__OBJECTIVE__. Copy everything from the line containing "Where can the heart-shaped" down to the end of the entries, changing "heart-shaped" to "round" and keeping the rest unchanged.

Dataset entries on where objects appear:
★ ★ ★ ★ ★

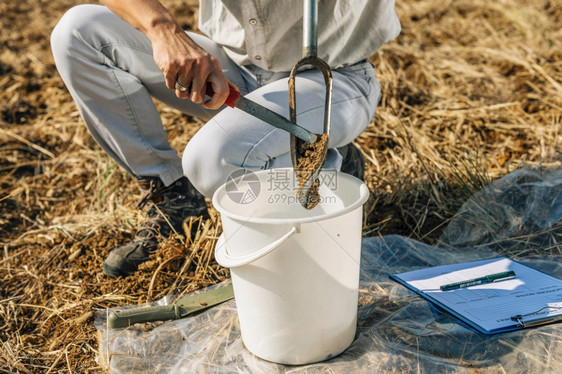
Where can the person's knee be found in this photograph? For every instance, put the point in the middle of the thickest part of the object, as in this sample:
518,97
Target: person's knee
74,27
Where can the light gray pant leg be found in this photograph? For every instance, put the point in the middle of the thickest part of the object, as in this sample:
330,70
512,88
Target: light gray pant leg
109,70
234,140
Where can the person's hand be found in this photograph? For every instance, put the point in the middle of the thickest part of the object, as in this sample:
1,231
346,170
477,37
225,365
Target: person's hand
188,70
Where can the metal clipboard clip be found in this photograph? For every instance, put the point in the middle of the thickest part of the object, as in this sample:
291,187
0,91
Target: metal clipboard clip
537,321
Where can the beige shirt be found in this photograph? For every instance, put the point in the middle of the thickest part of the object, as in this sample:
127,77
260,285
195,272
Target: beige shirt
268,33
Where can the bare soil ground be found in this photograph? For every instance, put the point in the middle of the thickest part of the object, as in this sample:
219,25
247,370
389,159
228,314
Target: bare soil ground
472,90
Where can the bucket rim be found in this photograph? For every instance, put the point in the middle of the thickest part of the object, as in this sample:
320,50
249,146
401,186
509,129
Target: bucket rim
363,196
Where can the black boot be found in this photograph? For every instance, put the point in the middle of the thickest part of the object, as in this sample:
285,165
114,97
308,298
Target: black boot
170,207
353,161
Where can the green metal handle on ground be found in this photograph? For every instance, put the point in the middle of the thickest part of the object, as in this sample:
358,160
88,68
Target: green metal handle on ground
183,307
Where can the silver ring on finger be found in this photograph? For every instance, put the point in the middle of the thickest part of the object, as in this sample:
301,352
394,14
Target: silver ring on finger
179,87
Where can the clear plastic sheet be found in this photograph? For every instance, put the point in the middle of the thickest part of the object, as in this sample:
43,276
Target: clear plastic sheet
519,216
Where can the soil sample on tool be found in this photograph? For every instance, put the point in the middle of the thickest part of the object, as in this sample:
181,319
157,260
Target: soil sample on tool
310,157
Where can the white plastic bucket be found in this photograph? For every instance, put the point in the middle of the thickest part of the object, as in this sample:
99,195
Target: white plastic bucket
295,272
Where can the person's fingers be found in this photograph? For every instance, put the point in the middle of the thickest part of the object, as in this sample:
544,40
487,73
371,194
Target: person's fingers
183,83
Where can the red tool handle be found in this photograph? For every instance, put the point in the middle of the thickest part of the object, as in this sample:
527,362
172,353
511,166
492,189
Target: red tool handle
232,98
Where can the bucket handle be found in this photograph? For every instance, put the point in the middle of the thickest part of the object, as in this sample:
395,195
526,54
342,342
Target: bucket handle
226,260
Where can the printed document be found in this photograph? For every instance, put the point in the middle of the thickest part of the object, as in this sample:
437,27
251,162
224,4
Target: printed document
529,298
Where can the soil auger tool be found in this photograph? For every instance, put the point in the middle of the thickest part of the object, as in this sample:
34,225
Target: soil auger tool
308,150
308,157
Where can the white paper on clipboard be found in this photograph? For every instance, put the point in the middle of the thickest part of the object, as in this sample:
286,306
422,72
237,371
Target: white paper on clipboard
530,297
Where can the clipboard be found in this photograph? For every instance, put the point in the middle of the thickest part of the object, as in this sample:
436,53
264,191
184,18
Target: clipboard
529,298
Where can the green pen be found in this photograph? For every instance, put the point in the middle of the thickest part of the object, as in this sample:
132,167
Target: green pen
481,280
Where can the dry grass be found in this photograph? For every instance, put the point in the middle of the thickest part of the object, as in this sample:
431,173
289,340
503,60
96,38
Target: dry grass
472,90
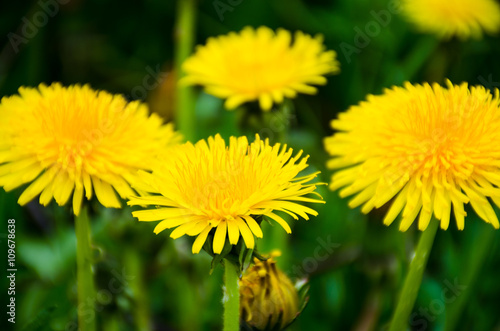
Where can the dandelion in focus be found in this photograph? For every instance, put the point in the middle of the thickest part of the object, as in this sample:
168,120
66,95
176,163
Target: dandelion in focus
71,141
430,148
213,190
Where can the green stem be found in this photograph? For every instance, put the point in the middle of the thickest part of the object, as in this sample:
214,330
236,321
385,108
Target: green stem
413,279
184,36
133,262
477,256
231,297
85,277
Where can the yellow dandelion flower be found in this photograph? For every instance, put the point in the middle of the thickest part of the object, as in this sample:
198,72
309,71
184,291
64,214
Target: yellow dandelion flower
269,300
211,188
461,18
75,140
260,65
432,148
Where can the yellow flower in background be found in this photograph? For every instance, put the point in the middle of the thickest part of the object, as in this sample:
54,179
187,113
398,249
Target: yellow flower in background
269,300
461,18
68,141
431,148
212,188
260,65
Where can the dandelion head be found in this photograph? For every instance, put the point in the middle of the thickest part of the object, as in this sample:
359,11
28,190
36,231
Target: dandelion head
73,141
461,18
219,191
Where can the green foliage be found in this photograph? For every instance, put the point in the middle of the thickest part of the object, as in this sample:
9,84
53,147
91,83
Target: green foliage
354,263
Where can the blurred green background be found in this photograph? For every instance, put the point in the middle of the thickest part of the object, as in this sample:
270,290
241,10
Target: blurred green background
354,263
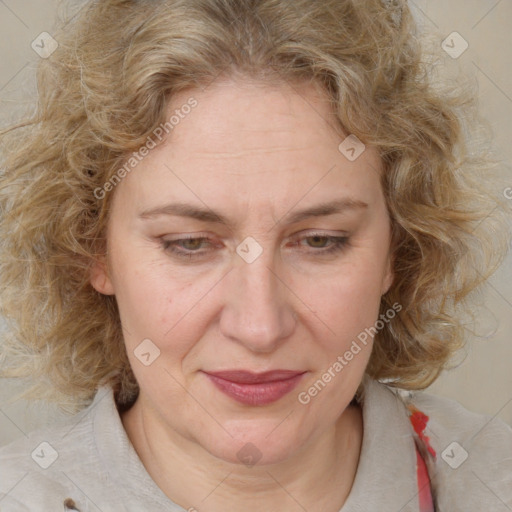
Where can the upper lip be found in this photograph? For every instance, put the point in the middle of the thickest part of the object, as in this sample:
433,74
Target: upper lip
248,377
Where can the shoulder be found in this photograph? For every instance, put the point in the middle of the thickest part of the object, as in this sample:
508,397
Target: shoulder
472,453
39,471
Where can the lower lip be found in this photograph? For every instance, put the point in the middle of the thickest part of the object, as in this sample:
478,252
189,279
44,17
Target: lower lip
256,394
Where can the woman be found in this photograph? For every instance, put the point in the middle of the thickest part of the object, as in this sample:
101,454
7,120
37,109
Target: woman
237,221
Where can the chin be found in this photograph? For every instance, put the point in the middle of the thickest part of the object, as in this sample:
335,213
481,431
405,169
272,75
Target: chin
256,446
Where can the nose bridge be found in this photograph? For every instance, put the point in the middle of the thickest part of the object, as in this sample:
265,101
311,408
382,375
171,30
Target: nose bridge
257,312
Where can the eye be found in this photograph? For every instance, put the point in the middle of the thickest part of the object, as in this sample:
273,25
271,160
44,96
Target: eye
187,247
326,244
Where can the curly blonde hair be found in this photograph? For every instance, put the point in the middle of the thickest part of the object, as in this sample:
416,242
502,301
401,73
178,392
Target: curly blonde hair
105,90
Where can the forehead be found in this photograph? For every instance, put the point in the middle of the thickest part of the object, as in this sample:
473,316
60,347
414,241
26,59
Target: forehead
233,116
264,141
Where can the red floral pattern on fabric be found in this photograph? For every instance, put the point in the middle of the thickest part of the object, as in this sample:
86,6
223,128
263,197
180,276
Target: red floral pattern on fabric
426,501
419,422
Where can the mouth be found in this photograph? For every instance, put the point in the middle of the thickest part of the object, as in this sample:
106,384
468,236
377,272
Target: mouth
255,388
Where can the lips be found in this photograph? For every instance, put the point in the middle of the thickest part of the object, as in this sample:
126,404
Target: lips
255,388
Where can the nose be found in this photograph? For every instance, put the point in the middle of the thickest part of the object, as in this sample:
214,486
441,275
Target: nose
257,312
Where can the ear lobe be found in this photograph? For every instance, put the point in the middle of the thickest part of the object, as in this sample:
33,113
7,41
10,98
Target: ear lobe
99,278
389,277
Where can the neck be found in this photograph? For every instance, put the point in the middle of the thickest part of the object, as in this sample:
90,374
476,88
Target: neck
318,478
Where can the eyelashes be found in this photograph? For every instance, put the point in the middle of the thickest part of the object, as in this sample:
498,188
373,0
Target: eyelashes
188,248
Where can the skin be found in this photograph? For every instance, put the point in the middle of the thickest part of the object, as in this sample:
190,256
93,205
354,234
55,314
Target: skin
254,154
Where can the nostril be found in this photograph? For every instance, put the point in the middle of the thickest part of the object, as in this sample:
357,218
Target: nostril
69,504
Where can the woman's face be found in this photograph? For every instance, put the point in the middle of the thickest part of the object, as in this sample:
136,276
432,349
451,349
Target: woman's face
279,272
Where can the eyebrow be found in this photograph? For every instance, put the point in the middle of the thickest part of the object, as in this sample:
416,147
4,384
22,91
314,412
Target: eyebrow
208,215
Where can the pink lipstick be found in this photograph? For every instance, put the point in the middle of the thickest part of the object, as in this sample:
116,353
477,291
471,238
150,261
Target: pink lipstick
255,388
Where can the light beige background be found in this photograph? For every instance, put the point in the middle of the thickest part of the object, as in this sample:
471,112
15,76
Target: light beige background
483,382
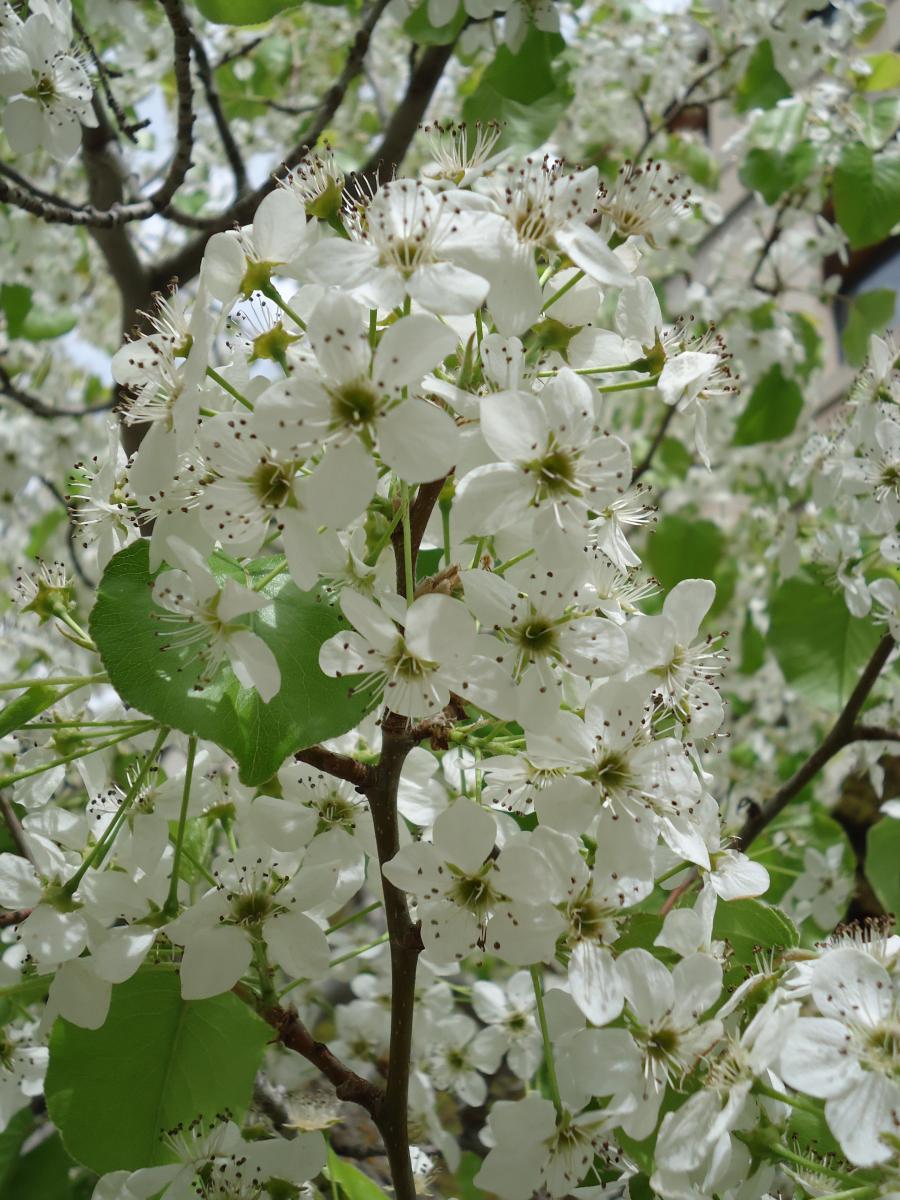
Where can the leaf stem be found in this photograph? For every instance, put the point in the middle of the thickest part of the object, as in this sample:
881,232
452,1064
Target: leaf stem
409,577
538,984
274,294
171,906
100,850
47,681
6,780
226,387
567,287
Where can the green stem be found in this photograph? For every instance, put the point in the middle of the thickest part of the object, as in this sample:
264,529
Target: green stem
796,1102
270,575
353,917
274,294
633,385
511,562
24,684
226,387
6,780
810,1164
619,366
538,984
171,906
100,850
375,555
198,867
409,577
567,287
359,949
81,637
445,531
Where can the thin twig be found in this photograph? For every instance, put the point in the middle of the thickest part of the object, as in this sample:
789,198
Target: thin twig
838,737
71,533
60,213
647,461
130,129
15,828
10,389
360,774
185,263
233,154
348,1085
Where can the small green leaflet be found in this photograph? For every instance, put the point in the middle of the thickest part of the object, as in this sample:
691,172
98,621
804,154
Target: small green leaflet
243,12
354,1185
867,195
772,411
259,737
882,862
751,924
22,709
156,1062
819,646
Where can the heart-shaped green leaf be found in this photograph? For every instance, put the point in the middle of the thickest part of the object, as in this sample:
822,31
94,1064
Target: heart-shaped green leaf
161,683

★ ★ ★ ★ ★

__FULL OUTPUT__.
Where can the round green leaf be found in this photograph? For every instance, put the point in the middle of the thickest part of the object, as in this sample:
822,31
94,1064
Target: round green leaf
161,683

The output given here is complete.